begin Passage shown
But the great and leading observation, relative to these establishments, remains to be made. It is, that the owners of the soil and of the capital seldom consider themselves at home in the colony. A very great portion of the soil itself is usually owned in the mother country; a still greater is mortgaged for capital obtained there; and, in general, those who are to derive an interest from the products, look to the parent country as the place for enjoyment of their wealth. The population is therefore constantly fluctuating. Nobody comes but to return. A constant succession of owners, agents, and factors takes place. Whatsoever the soil, forced by the unmitigated toil of slavery, can yield, is borne home to defray rents, and interest, and agencies; or to give the means of living in a better society. In such a state, it is evident that no spirit of permanent improvement is likely to spring up. Profits will not be invested with a distant view of benefiting posterity. Roads and canals will hardly be built; schools will not be founded; colleges will not be endowed. There will be few fixtures in society; no principles of utility or of elegance, planted now, with the hope of being developed and expanded hereafter. Profit, immediate profit, must be the principal active spring in the social system. There may be many particular exceptions to these general remarks, but the outline of the whole, is such as is here drawn.
end Passage shown
begin Listing
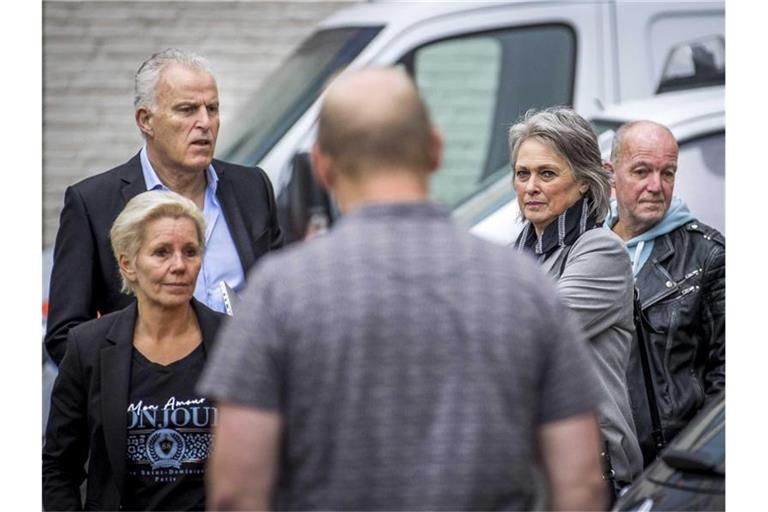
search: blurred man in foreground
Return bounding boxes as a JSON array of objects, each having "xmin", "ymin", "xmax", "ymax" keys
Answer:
[{"xmin": 199, "ymin": 69, "xmax": 607, "ymax": 510}]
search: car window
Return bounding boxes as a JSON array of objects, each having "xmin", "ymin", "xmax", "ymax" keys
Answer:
[
  {"xmin": 675, "ymin": 132, "xmax": 725, "ymax": 234},
  {"xmin": 217, "ymin": 26, "xmax": 382, "ymax": 165},
  {"xmin": 403, "ymin": 24, "xmax": 575, "ymax": 206}
]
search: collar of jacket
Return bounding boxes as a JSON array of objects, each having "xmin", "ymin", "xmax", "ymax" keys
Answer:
[
  {"xmin": 100, "ymin": 298, "xmax": 219, "ymax": 496},
  {"xmin": 515, "ymin": 196, "xmax": 600, "ymax": 257},
  {"xmin": 120, "ymin": 152, "xmax": 258, "ymax": 272}
]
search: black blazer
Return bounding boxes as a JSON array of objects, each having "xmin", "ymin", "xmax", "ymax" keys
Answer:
[
  {"xmin": 43, "ymin": 299, "xmax": 225, "ymax": 510},
  {"xmin": 45, "ymin": 154, "xmax": 283, "ymax": 364}
]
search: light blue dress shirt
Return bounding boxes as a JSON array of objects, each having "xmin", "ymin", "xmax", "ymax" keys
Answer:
[{"xmin": 140, "ymin": 146, "xmax": 245, "ymax": 313}]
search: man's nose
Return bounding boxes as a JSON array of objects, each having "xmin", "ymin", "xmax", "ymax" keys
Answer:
[
  {"xmin": 197, "ymin": 105, "xmax": 211, "ymax": 130},
  {"xmin": 645, "ymin": 172, "xmax": 661, "ymax": 192}
]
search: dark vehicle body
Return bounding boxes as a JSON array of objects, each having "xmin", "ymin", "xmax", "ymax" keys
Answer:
[{"xmin": 613, "ymin": 394, "xmax": 725, "ymax": 512}]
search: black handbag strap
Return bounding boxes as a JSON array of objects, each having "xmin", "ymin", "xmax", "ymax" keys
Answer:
[{"xmin": 634, "ymin": 287, "xmax": 667, "ymax": 453}]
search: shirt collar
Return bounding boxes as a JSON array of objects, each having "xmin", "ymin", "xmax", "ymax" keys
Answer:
[{"xmin": 139, "ymin": 144, "xmax": 219, "ymax": 199}]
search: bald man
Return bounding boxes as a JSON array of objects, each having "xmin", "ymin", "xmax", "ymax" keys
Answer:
[
  {"xmin": 200, "ymin": 69, "xmax": 606, "ymax": 510},
  {"xmin": 606, "ymin": 121, "xmax": 725, "ymax": 465}
]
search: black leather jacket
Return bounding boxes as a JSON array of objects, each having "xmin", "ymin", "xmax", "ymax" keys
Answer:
[{"xmin": 627, "ymin": 220, "xmax": 725, "ymax": 464}]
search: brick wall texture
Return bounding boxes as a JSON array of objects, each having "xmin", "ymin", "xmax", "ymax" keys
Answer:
[{"xmin": 43, "ymin": 0, "xmax": 356, "ymax": 248}]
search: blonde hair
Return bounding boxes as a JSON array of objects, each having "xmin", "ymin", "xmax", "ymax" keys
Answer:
[{"xmin": 109, "ymin": 190, "xmax": 205, "ymax": 295}]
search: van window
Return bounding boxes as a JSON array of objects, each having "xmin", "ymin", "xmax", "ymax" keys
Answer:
[
  {"xmin": 402, "ymin": 24, "xmax": 576, "ymax": 206},
  {"xmin": 674, "ymin": 132, "xmax": 725, "ymax": 234},
  {"xmin": 217, "ymin": 26, "xmax": 382, "ymax": 165}
]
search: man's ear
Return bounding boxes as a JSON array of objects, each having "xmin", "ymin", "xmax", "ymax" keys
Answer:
[
  {"xmin": 310, "ymin": 142, "xmax": 334, "ymax": 192},
  {"xmin": 117, "ymin": 254, "xmax": 136, "ymax": 283},
  {"xmin": 429, "ymin": 128, "xmax": 443, "ymax": 174},
  {"xmin": 134, "ymin": 107, "xmax": 154, "ymax": 137},
  {"xmin": 603, "ymin": 160, "xmax": 616, "ymax": 188}
]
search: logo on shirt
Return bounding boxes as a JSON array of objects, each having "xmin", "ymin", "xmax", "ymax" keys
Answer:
[{"xmin": 147, "ymin": 428, "xmax": 185, "ymax": 469}]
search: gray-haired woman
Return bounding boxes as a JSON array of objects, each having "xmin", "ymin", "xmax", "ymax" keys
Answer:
[
  {"xmin": 43, "ymin": 191, "xmax": 224, "ymax": 510},
  {"xmin": 509, "ymin": 107, "xmax": 643, "ymax": 492}
]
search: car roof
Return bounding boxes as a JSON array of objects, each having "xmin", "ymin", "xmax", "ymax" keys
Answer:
[
  {"xmin": 320, "ymin": 0, "xmax": 557, "ymax": 28},
  {"xmin": 591, "ymin": 86, "xmax": 725, "ymax": 146}
]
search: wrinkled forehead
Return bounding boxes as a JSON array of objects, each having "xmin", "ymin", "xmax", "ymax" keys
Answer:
[
  {"xmin": 155, "ymin": 62, "xmax": 218, "ymax": 94},
  {"xmin": 620, "ymin": 125, "xmax": 678, "ymax": 163}
]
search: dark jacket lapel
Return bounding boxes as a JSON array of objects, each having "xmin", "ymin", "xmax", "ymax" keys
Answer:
[
  {"xmin": 101, "ymin": 302, "xmax": 137, "ymax": 495},
  {"xmin": 213, "ymin": 166, "xmax": 256, "ymax": 272},
  {"xmin": 120, "ymin": 153, "xmax": 147, "ymax": 204},
  {"xmin": 636, "ymin": 235, "xmax": 677, "ymax": 309},
  {"xmin": 192, "ymin": 298, "xmax": 226, "ymax": 357}
]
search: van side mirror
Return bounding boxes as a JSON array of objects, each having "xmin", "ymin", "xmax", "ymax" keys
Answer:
[{"xmin": 277, "ymin": 152, "xmax": 335, "ymax": 244}]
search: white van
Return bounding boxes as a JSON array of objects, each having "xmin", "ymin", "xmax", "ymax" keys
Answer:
[{"xmin": 217, "ymin": 0, "xmax": 725, "ymax": 241}]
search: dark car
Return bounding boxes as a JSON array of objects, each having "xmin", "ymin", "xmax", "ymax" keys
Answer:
[{"xmin": 613, "ymin": 394, "xmax": 725, "ymax": 512}]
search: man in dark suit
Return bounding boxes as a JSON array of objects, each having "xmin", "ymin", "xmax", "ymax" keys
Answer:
[{"xmin": 45, "ymin": 49, "xmax": 283, "ymax": 364}]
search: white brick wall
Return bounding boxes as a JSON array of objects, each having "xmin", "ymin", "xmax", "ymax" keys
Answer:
[{"xmin": 43, "ymin": 0, "xmax": 359, "ymax": 247}]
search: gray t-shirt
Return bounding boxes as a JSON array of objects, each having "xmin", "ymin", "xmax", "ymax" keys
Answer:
[{"xmin": 199, "ymin": 203, "xmax": 600, "ymax": 510}]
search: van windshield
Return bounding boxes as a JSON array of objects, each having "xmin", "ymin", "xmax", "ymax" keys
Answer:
[{"xmin": 217, "ymin": 26, "xmax": 382, "ymax": 165}]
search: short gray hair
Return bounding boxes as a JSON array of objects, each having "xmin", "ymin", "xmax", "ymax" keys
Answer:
[
  {"xmin": 109, "ymin": 190, "xmax": 205, "ymax": 295},
  {"xmin": 509, "ymin": 107, "xmax": 611, "ymax": 222},
  {"xmin": 133, "ymin": 48, "xmax": 213, "ymax": 110}
]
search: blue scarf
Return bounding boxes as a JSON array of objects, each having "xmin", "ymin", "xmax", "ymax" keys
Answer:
[{"xmin": 603, "ymin": 196, "xmax": 695, "ymax": 277}]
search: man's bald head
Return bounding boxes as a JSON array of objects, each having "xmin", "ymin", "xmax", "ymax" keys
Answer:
[
  {"xmin": 317, "ymin": 68, "xmax": 437, "ymax": 177},
  {"xmin": 611, "ymin": 120, "xmax": 677, "ymax": 165}
]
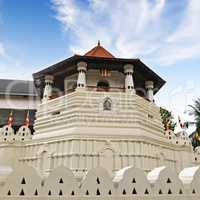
end Listing
According to the passage on colonial establishments, why is no spirit of permanent improvement likely to spring up in the colony?

_Result for this exercise_
The owners of the soil and capital seldom consider themselves at home there: much of the land is owned or mortgaged in the mother country, and whatever it yields is carried home to pay rents, interest, and agencies, or to fund life in a better society. Since nobody comes but to return, the population keeps changing, and profits are not invested for the benefit of posterity.